Rows from a box labeling dataset:
--- start ---

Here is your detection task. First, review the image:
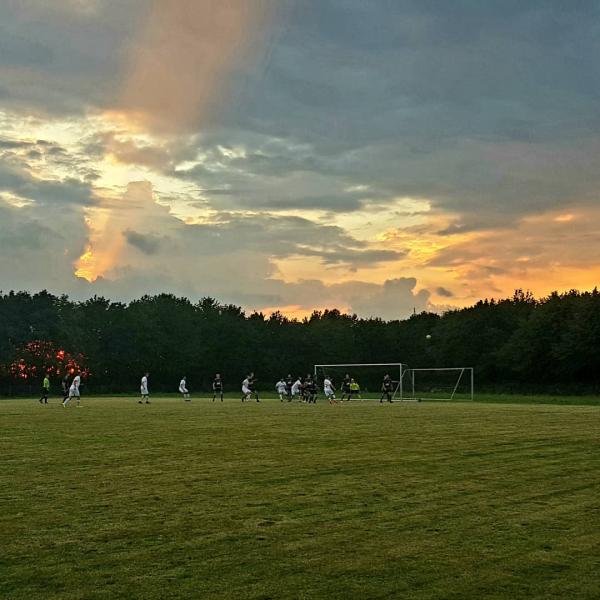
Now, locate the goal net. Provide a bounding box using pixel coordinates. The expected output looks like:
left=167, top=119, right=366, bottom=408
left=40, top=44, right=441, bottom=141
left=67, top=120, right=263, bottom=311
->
left=314, top=363, right=410, bottom=400
left=403, top=367, right=474, bottom=400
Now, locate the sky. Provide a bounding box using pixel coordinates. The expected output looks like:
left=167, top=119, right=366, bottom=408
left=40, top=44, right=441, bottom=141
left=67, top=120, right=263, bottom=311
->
left=0, top=0, right=600, bottom=319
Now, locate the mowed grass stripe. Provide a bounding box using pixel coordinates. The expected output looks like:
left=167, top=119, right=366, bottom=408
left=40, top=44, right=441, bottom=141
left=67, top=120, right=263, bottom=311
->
left=0, top=399, right=600, bottom=598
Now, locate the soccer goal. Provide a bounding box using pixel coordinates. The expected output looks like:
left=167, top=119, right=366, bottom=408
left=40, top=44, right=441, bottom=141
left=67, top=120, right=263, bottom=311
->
left=403, top=367, right=474, bottom=400
left=314, top=363, right=413, bottom=401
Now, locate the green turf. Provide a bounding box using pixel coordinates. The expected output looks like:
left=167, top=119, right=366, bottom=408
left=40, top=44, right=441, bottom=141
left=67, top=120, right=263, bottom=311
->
left=0, top=398, right=600, bottom=600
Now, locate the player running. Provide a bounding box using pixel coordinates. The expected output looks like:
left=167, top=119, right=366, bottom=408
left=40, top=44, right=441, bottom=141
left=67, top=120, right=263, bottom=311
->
left=138, top=373, right=150, bottom=404
left=323, top=377, right=338, bottom=404
left=285, top=373, right=294, bottom=402
left=60, top=373, right=71, bottom=402
left=275, top=377, right=287, bottom=402
left=242, top=373, right=260, bottom=402
left=306, top=377, right=319, bottom=404
left=348, top=379, right=362, bottom=400
left=179, top=375, right=190, bottom=402
left=340, top=373, right=352, bottom=402
left=379, top=373, right=394, bottom=404
left=289, top=377, right=302, bottom=402
left=213, top=373, right=223, bottom=402
left=63, top=373, right=81, bottom=408
left=40, top=374, right=50, bottom=404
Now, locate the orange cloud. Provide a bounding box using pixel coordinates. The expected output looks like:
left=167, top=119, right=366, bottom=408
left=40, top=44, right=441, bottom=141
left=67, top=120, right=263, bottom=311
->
left=121, top=0, right=273, bottom=132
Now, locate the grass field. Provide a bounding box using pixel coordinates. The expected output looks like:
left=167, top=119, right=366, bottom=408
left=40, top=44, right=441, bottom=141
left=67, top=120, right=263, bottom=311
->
left=0, top=398, right=600, bottom=600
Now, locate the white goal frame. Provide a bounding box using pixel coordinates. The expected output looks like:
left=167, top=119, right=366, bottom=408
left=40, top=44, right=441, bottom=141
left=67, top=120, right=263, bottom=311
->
left=313, top=363, right=414, bottom=401
left=406, top=367, right=475, bottom=400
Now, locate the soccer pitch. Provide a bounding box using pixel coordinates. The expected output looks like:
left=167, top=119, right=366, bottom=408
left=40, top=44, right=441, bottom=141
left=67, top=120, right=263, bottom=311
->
left=0, top=397, right=600, bottom=600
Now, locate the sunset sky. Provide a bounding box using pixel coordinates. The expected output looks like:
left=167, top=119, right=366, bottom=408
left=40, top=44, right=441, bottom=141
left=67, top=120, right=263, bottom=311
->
left=0, top=0, right=600, bottom=318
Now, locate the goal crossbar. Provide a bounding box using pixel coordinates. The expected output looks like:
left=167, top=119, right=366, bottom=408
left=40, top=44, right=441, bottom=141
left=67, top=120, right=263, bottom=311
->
left=314, top=362, right=413, bottom=400
left=408, top=367, right=474, bottom=400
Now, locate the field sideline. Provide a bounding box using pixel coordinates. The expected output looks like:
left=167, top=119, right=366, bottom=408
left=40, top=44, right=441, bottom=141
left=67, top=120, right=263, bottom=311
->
left=0, top=397, right=600, bottom=600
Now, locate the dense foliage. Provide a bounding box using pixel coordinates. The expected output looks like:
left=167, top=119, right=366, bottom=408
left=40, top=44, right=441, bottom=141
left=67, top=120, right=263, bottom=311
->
left=0, top=290, right=600, bottom=394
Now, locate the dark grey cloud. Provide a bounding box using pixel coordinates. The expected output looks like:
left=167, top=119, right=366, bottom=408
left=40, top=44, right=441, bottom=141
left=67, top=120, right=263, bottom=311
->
left=0, top=163, right=95, bottom=208
left=123, top=229, right=161, bottom=254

--- end ---

Task objective. Please lay out the listing above as a two-column CSV with the headers "text" and "answer". Give one row for each object to locate, with its wording and its boxes each in one quoted field and line breaks turned into spaces, and leave the pictures out.

Full response.
text,answer
"Here is your detection task. First, review the image: Now, locate the goal net. Provide a bounding box using pixel coordinates. The expected output looks like: left=167, top=119, right=366, bottom=408 left=40, top=44, right=441, bottom=141 left=67, top=120, right=263, bottom=311 ->","left=314, top=363, right=410, bottom=400 left=403, top=367, right=474, bottom=400"
"Now, locate the sky. Provide a bounding box using pixel coordinates. The expected output looks like: left=167, top=119, right=366, bottom=408 left=40, top=44, right=441, bottom=141 left=67, top=120, right=263, bottom=311 ->","left=0, top=0, right=600, bottom=319"
"Now, locate the mowed grass stripe. Provide a bounding box using pixel coordinates. The expected output looks like: left=167, top=119, right=366, bottom=408 left=40, top=44, right=441, bottom=141 left=67, top=120, right=263, bottom=311 ->","left=0, top=399, right=600, bottom=598"
"Now, locate the soccer goal. Provide a bounding box using pixel coordinates. The expected output looks like: left=167, top=119, right=366, bottom=408 left=40, top=44, right=441, bottom=141 left=67, top=120, right=263, bottom=311 ->","left=403, top=367, right=474, bottom=400 left=314, top=363, right=413, bottom=401"
"Now, locate the green turf. Provide a bounding box using pixel coordinates. The expected output looks like: left=167, top=119, right=366, bottom=408 left=40, top=44, right=441, bottom=141 left=67, top=120, right=263, bottom=311 ->","left=0, top=398, right=600, bottom=600"
"Now, locate the player running. Provide a bounding box using pixel coordinates. The expected output looks like: left=167, top=119, right=366, bottom=408 left=40, top=44, right=441, bottom=141 left=67, top=120, right=263, bottom=311 ->","left=138, top=373, right=150, bottom=404 left=323, top=377, right=338, bottom=404 left=285, top=373, right=294, bottom=402 left=60, top=373, right=71, bottom=402 left=275, top=377, right=287, bottom=402 left=242, top=373, right=260, bottom=402 left=306, top=377, right=319, bottom=404 left=348, top=379, right=362, bottom=400 left=179, top=375, right=190, bottom=402 left=340, top=373, right=352, bottom=402 left=379, top=373, right=394, bottom=404 left=289, top=377, right=302, bottom=402 left=213, top=373, right=223, bottom=402 left=63, top=373, right=81, bottom=408 left=40, top=374, right=50, bottom=404"
"Now, locate the orange cloud. Provide a bounding box using pixel coordinates. The expected output looks like: left=167, top=119, right=366, bottom=408 left=40, top=44, right=441, bottom=141 left=67, top=120, right=263, bottom=311 ->","left=121, top=0, right=273, bottom=132"
"Now, locate the grass field. Provide a bounding box using pixel coordinates. The expected output looks like: left=167, top=119, right=366, bottom=408 left=40, top=44, right=441, bottom=141 left=67, top=120, right=263, bottom=311 ->","left=0, top=398, right=600, bottom=600"
"Now, locate the white goal frame. Provide a bounding box using pixel coordinates. The expected output looks like: left=167, top=119, right=366, bottom=408 left=40, top=44, right=441, bottom=141 left=67, top=120, right=263, bottom=311 ->","left=313, top=363, right=414, bottom=401 left=406, top=367, right=475, bottom=400"
"Now, locate the soccer pitch. Provide a bounding box using pixel coordinates. The expected output looks like: left=167, top=119, right=366, bottom=408 left=40, top=44, right=441, bottom=141 left=67, top=120, right=263, bottom=311 ->","left=0, top=397, right=600, bottom=600"
"Now, locate the sunset sky. Provide a bounding box using pixel coordinates. The expected output looks like: left=167, top=119, right=366, bottom=408 left=40, top=44, right=441, bottom=141 left=67, top=120, right=263, bottom=311 ->","left=0, top=0, right=600, bottom=318"
"Now, locate the goal crossbar. Provide a bounding box using pixel coordinates. The expected output looks like: left=167, top=119, right=366, bottom=408 left=40, top=44, right=441, bottom=141 left=67, top=120, right=263, bottom=311 ->","left=314, top=362, right=413, bottom=400 left=408, top=367, right=474, bottom=400"
"Now, locate the field sideline. Provide a bounding box using pixel coordinates. The expected output looks like: left=167, top=119, right=366, bottom=408 left=40, top=44, right=441, bottom=141 left=67, top=120, right=263, bottom=311 ->","left=0, top=397, right=600, bottom=600"
"Now, locate the dense foliage. Provide a bounding box using pixel coordinates. The expected output looks like: left=167, top=119, right=366, bottom=408 left=40, top=44, right=441, bottom=141 left=67, top=120, right=263, bottom=311 ->","left=0, top=290, right=600, bottom=394"
"Now, locate the dark grey cloud. Provide a bounding box using pixel coordinates. The expected output looks like: left=167, top=119, right=366, bottom=408 left=40, top=44, right=441, bottom=141 left=67, top=120, right=263, bottom=311 ->","left=0, top=163, right=95, bottom=208 left=123, top=229, right=161, bottom=254"